Problem statement
Answer these from the passage about grief:
(a) What do the letters in S.M.A.R.T. stand for?
(b) For someone who can run only 1 mile, what short-term goal does the passage suggest?
(c) Who said "Do. Or do not. There is no try." and to whom?

Passage
══════
So what does it matter? Isn’t this all just semantics?
No.
See, as long as we believe that we can’t do something, then we won’t ever be able to do it. Allowing our self time to heal and get to an emotional place where we can tackle these hurdles and regain control over our emotions and our lives is fine and I even think it’s a necessity, but to justify our decision to forfeit and give up at ever facing these things by hiding behind two words like “I can’t” is not how we heal. At least not in my experience.
In training for physical endurance, be it running, weight lifting, etc., you build endurance over time by continuing to push past your goals by increasing the resistance and challenge as you meet your goal. You only continue to meet your goal by pushing yourself. If someone could only run 1 mile before cramping and feeling exhausted, it would not be wise to set a goal of running 7 miles on their next run. Instead, one may set a final goal of 7 miles, but they would be wise to set a short-term goal of 2 miles. As they push toward and achieve the 2-mile goal, then increase it to 3 or 4, and gradually over time, stretch it to 7 miles. These are often referred to as S.M.A.R.T. goals, meaning, Specific, Measurable, Achievable, Realistic, and Timely.
In grieving we also need to set S.M.A.R.T. goals, but the problem is this. Either we need to be aware and set these ourselves, which for most people grieving just isn’t on the radar because our mindset is overwhelmed and this type of clarity just isn’t something on our radar. Maybe we could rely on our support system, but usually they are worried about pushing the grieving person too hard and when they hear those words “I Can’t” they will be apt to say, “Ok, I understand”. So what’s the answer? The answer is we need to all replace I CAN’T with I CAN, I just am not ready to right now. THIS is where we then need to place S.M.A.R.T. goals. Maybe you’re not ready to go back to that favorite family vacation spot because it seems overwhelming to do, but what is something smaller you can set as a short-term goal and you work towards the bigger picture and larger goals that you feel like you can never do again. Remember, you CAN.
Now some of us may be able to set these personal goals for ourselves on our own. Maybe you are good at self-analyzing where you have the most opportunity for growth and you can begin to chart a course to get to where you want to be at. For most of us, we need help. We either can’t even see where we currently are or we can but have no idea how to get to where we want to go. That’s where we need to have great communication with our support systems. Whether you rely on self-analyzation, friends, family, a support group, or therapists, communicating your thoughts, feelings, goals, and fears is vital to your healing. It’s okay to get help in setting your goals. You may find you set your initial goals too high and need to temporarily modify them. You may need to ask for more help. You may have to start over at the beginning at times. All of this is ok, but saying I can’t is not. Make that a nonnegotiable.
“Do. Or do not. There is no try.” In Star Wars, Yoda said these words to Luke when he was training him to become a jedi. Luke was exhausted and felt defeated and said “I can’t”. Yoda knew that he could, but Luke had to believe it himself. He ultimately went on to not only achieve his goal, he saved the galaxy.
You need to begin today by just accepting these two words, “I Can”. If you believe that you can’t, well then I promise you, you won’t.
══════
Recorded data
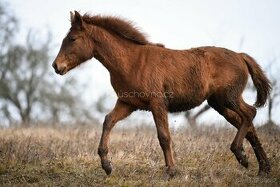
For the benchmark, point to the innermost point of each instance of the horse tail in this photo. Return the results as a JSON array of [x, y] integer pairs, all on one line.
[[259, 78]]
══════
Output below
(a) Specific, Measurable, Achievable, Realistic, and Timely.
(b) 2 miles.
(c) Yoda said it to Luke.